THE PROBLEM. All of the data below should be written out exactly.

::: DATA TO USE

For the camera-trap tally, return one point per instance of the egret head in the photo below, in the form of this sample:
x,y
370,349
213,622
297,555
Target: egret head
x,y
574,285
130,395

::::::

SOLUTION.
For the camera-trap tally, return one point per instance of the egret head in the photo below, in the form of this sample:
x,y
370,349
213,622
297,555
Target: egret head
x,y
574,285
130,395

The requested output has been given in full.